In the court opinion excerpt, where was Vernon Gray killed?

▸ GIVEN PASSAGE

....................

Appellant’s second challenge to the sufficiency of the evidence is that her statements were not corroborated as required by law. Contained within this point is a sub-argument that was not raised at trial. Appellant contends that the State “improperly charged her, which perhaps resulted in the jury being unable to render a verdict on both offenses charged due to the confusion created by the same.” As this argument was not raised at trial, and it is well settled that this court does not address arguments raised for the first time on appeal and an appellant may not change the basis of his argument, we do not address this issue. Stewart v. State, 320 Ark. 75, 894 S.W.2d 930 (1995). Even in cases where life without parole is imposed, this court’s duty is only to examine the record for error on objections decided adversely to an appellant. Ark. Sup. Ct. R. 4-3(h).

Appellant’s argument that her statements were not corroborated as required by law is without merit. Section 16-89-111 of the Arkansas Code Annotated provides, “A confession of a defendant, unless made in open court, will not warrant a conviction, unless accompanied with other proof that the offense was committed.” Id. § 16-89-111(d) (1987). This statute only requires proof that the crime was committed by someone. Leshe v. State, 304 Ark. 442, 803 S.W.2d 522 (1991). Here, there was proof that: (1) Vernon Gray was killed outside Bernita Webb’s apartment at the Chickasaw Courts; (2) his death was the result of a homicide; (3) appellant attempted to hire Richard Razor to kill Gray; (4) a man named Jackie Jones was at his girlfriend’s apartment in the Chickasaw Courts shortly after the murder; and (5) Jackie Jones was a disc jockey at the Top Spot nightclub, which corroborated appellant’s statement that Gray had said he knew the man from the Top Spot. Thus, the trial court correctly found that there was corroborating evidence that the crime was committed by someone in the manner described by appellant in her confession. Trotter v. State, 290 Ark. 269, 719 S.W.2d 268 (1986); Smith v. State, 286 Ark. 247, 691 S.W.2d 154 (1985); see also McQueen v. State, 283 Ark. 232, 675 S.W.2d 358 (1984).

....................

▸ PROVIDED RECORDS
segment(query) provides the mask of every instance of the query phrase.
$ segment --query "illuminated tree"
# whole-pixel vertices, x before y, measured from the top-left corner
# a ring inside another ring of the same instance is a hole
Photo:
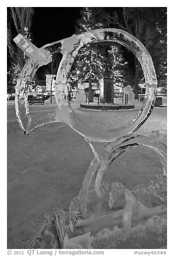
[[[13,42],[13,39],[21,33],[32,40],[31,25],[34,11],[32,7],[7,8],[7,44],[9,54],[8,72],[12,76],[12,83],[15,86],[28,58]],[[34,80],[32,84],[35,84]]]

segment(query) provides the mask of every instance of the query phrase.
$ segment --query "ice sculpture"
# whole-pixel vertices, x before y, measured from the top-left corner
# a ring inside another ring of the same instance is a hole
[[[132,245],[136,239],[140,247],[141,239],[150,242],[150,232],[156,234],[158,242],[161,239],[156,246],[164,245],[166,237],[163,236],[166,234],[167,227],[166,145],[155,134],[148,137],[135,132],[150,115],[157,91],[156,74],[148,51],[134,37],[115,29],[73,35],[39,49],[20,34],[14,40],[29,57],[16,91],[16,116],[22,132],[29,134],[41,125],[64,122],[84,137],[94,155],[82,188],[78,196],[72,200],[69,211],[55,213],[62,247],[119,248],[122,243],[128,241]],[[141,63],[146,86],[144,101],[136,116],[126,125],[109,131],[95,130],[83,123],[72,109],[67,95],[68,75],[79,49],[86,44],[103,41],[119,43],[134,53]],[[27,101],[30,82],[38,68],[51,61],[51,55],[57,52],[63,54],[55,83],[57,108],[44,116],[32,118]],[[121,183],[102,181],[103,174],[114,160],[124,152],[142,145],[150,147],[158,154],[163,175],[131,191]]]

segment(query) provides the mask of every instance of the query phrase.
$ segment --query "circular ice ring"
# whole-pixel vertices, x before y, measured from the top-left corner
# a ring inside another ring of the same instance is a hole
[[[78,42],[77,40],[75,41],[77,38]],[[67,39],[69,40],[67,41],[65,40],[62,43],[61,52],[63,56],[59,66],[56,81],[55,96],[59,109],[58,119],[59,116],[64,115],[64,118],[60,120],[67,123],[90,141],[95,142],[115,141],[118,138],[137,130],[152,111],[157,84],[152,58],[144,46],[127,32],[115,29],[94,30],[80,35],[74,35]],[[137,56],[142,67],[146,87],[145,101],[133,120],[125,126],[108,131],[92,128],[78,118],[68,99],[66,83],[71,68],[80,48],[87,44],[104,41],[118,42],[125,46]]]
[[[141,65],[146,87],[145,100],[133,120],[125,126],[108,131],[92,128],[78,118],[68,99],[67,84],[71,68],[80,48],[90,42],[104,41],[118,42],[132,52]],[[53,54],[56,52],[55,50],[56,45],[60,46],[58,51],[63,55],[57,72],[55,85],[55,96],[58,105],[56,115],[55,118],[54,115],[49,116],[44,124],[40,124],[35,128],[51,122],[63,122],[88,140],[94,142],[114,141],[137,131],[152,111],[157,89],[157,79],[151,56],[140,41],[123,30],[105,29],[92,31],[80,35],[73,35],[70,38],[45,45],[41,49],[49,51]],[[23,132],[26,133],[28,133],[29,130],[31,131],[30,124],[32,121],[27,97],[28,86],[40,66],[39,63],[33,62],[31,60],[27,61],[20,75],[16,87],[16,115],[20,126]],[[25,114],[28,119],[26,131],[20,118],[19,106],[20,104],[19,101],[22,95],[24,96]]]

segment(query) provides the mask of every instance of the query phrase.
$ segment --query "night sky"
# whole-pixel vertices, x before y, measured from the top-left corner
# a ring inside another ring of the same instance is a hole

....................

▸ THE SOLUTION
Outside Bernita Webb's apartment at the Chickasaw Courts.